*Problem details*:
Reproduce the entries character for character, starting at the line that contains "horizon --vertices whole-pixels" and continuing up to and including the last line of the entries.

── Supplied records

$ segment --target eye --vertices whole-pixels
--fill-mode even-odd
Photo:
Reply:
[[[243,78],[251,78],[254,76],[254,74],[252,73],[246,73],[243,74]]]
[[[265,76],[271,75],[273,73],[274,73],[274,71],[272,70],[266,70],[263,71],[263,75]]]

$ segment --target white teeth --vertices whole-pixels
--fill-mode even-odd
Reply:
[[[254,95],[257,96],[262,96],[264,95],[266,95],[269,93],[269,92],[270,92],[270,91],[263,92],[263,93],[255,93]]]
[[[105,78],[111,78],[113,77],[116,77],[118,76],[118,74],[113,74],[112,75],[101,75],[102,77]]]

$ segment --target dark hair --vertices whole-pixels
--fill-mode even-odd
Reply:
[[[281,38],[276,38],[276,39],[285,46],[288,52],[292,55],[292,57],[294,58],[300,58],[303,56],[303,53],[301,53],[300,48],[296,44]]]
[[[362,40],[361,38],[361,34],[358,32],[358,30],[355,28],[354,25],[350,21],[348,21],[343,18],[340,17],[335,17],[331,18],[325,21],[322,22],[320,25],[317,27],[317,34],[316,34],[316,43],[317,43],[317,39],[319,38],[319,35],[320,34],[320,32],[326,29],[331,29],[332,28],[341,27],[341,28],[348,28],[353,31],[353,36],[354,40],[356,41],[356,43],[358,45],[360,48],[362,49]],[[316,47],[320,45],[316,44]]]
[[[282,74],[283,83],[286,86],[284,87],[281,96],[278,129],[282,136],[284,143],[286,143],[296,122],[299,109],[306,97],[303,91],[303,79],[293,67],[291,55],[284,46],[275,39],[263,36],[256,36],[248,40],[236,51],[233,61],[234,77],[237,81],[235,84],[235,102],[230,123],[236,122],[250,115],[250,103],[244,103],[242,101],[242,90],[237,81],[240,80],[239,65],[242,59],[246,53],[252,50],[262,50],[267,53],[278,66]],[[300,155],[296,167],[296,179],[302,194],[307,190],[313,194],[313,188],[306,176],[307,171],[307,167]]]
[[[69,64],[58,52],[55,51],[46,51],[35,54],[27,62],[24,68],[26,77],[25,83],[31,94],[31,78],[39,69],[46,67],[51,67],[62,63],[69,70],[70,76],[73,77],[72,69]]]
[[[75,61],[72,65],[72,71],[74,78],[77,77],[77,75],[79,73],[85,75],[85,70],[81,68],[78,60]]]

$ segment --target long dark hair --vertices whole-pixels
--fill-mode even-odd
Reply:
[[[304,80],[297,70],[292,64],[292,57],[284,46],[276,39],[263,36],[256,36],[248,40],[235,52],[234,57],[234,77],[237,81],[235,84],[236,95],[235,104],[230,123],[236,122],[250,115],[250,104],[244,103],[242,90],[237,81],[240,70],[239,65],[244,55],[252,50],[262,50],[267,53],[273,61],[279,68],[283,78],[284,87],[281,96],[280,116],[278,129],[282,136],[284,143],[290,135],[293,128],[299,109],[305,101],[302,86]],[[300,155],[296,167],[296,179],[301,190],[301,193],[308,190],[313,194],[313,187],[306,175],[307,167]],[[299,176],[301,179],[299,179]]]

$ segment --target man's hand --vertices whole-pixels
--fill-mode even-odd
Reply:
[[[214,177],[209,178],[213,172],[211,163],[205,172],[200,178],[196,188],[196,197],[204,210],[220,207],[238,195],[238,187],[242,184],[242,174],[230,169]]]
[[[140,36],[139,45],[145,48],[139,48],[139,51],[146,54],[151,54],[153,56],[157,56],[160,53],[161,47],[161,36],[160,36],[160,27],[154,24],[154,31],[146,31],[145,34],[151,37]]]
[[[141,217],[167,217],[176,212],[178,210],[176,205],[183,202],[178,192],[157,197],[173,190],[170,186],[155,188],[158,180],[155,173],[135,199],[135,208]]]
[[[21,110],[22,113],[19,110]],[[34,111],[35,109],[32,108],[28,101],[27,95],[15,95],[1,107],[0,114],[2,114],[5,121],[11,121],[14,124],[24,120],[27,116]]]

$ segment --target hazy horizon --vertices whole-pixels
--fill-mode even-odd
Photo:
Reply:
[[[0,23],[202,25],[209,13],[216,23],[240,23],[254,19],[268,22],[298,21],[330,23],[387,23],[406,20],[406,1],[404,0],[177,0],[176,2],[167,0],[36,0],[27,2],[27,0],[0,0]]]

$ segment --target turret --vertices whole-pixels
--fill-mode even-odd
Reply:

────

*Finished answer*:
$ segment --target hazy horizon --vertices whole-pixels
--fill-mode even-odd
Photo:
Reply:
[[[0,23],[202,25],[209,13],[216,23],[240,23],[254,19],[268,22],[298,21],[330,23],[387,23],[406,20],[406,1],[404,0],[177,0],[176,2],[167,0],[36,0],[27,2],[27,0],[0,0]]]

$ segment --target turret --vertices whole-pixels
--fill-mode even-odd
Reply:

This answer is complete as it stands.